2.1 Enumeration results

The enumeration module, trained using Mask-RCNN with the SwinT backbone, is evaluated on our set of 50 test images. The outcomes are detailed in Table 1. The AP50 score stands at 0.987, indicating that the module adeptly classifies and detects teeth with a high level of precision. Nevertheless, the AP75 score is relatively lower. This discrepancy can be attributed to variations in the ground truth bounding boxes, as they were labeled by different individuals, resulting in potential differences in exact bounding box coordinates across all images.

Table 1: Results of Enumeration Module

	Task
	Bounding box	Segmentation
mAP	0.589	0.548
AP50	0.987	0.976
AP75	0.636	0.552
AR	0.665	0.615

2.2 Ensemble diagnosis results

The diagnosis module, trained using DiffusionDet and DINO with a ResNet50 backbone, is evaluated on our set of 50 test images. The outcomes are outlined in Table 2. The mAP, AP50, and AP75 scores are notably higher in DiffusionDet compared to DINO. However, the AR score is significantly superior in DINO, owing to its output of 32% more detections than DiffusionDet. Consequently, we combine these two models in an ensemble approach to capitalize on their strengths. The ensemble module selects the DiffusionDet model when the prediction score exceeds a certain threshold, otherwise it selects DINO. After conducting experimentation on the test data, we set the threshold at 0.05. This strategic choice yields a slight increase in mAP and AP50, along with a substantial improvement in AR. The results indicate a notable enhancement in overall performance.

Table 2: Results of Diagnosis Module

Model	Metric
	mAP	AP50	AP75	AR
DiffusionDet	0.373	0.614	0.436	0.634
DINO	0.282	0.438	0.323	0.705
Ensemble	0.380	0.610	0.451	0.715

2.3 Dual stage integration results

The outcomes of the dual-stage integration are outlined in Table 3. We employed the closest bounding box matching method to integrate the enumeration and diagnosis modules, enabling the prediction of category IDs 1, 2, and 3.

# [SUPPLIED DATA]
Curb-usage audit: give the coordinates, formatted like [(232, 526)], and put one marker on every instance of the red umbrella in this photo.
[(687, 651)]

# [WORK REQUIRED]
Answer these questions about the results passage above.
1. Which backbone was used with Mask-RCNN to train the enumeration module?
2. At what threshold value was the ensemble module's prediction score set?
3. Which method was used to integrate the enumeration and diagnosis modules?

# [ANSWER SECTION]
1. SwinT
2. 0.05
3. The closest bounding box matching method